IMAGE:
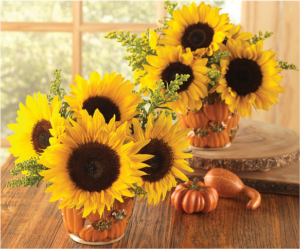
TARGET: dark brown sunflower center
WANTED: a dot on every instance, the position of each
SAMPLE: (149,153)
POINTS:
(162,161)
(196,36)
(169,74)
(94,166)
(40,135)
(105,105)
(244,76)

= = = = =

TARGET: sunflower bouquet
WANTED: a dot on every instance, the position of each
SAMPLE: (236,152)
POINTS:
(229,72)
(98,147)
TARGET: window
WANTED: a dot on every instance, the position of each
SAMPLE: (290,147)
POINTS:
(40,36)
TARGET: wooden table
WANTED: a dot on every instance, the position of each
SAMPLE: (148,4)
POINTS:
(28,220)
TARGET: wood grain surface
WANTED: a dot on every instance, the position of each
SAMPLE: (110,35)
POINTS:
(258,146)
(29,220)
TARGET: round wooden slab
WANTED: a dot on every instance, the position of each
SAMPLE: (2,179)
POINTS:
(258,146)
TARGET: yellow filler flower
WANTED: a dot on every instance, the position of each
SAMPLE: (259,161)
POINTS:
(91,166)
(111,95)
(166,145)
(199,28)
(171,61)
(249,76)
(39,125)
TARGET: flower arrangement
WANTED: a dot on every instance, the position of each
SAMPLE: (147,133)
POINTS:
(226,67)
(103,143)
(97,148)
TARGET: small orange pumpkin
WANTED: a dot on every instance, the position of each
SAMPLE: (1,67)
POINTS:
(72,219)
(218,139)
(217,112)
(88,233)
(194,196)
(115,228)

= = = = =

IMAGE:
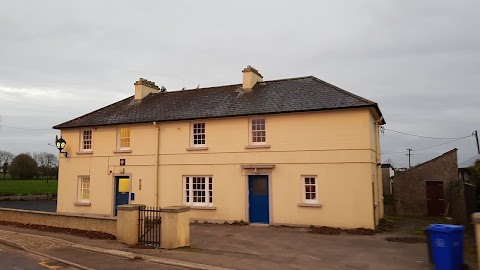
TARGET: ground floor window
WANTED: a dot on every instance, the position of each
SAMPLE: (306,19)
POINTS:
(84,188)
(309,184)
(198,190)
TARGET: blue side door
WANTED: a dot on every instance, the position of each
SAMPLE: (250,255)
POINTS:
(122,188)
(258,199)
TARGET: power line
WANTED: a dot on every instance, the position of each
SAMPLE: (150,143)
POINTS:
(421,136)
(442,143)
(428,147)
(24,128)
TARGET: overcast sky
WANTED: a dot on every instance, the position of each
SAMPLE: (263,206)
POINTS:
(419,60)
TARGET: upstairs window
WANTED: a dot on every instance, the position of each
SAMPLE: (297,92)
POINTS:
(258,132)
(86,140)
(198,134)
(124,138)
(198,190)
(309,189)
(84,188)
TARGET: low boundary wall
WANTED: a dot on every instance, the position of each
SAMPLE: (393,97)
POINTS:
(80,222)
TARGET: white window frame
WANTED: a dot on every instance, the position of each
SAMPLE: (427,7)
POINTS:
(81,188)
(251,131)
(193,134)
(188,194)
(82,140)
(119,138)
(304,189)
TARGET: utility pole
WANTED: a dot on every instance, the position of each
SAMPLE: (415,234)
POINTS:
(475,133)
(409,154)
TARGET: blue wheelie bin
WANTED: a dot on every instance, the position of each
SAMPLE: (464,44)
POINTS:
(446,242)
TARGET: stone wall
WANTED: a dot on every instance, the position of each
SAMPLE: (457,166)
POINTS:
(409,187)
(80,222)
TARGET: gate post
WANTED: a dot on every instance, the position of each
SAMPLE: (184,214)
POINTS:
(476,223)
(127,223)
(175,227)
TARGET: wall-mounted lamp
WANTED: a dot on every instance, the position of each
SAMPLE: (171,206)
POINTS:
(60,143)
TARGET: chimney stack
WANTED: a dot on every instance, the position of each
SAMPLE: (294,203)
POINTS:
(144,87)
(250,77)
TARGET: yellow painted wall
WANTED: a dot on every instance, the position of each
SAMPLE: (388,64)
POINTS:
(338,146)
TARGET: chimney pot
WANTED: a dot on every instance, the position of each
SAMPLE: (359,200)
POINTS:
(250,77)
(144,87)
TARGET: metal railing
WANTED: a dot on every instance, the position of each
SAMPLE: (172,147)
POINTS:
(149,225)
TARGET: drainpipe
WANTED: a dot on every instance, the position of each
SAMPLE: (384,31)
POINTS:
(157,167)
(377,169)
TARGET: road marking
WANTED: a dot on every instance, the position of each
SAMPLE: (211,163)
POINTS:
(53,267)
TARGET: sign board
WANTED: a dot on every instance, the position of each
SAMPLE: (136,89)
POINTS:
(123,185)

= = = = =

▶ _GIVEN TASK_
List every line of the data above that contains the string "blue", matching its case exactly.

▶ _EXERCISE OUTPUT_
TARGET: blue side door
TARGET: blue wheelie bin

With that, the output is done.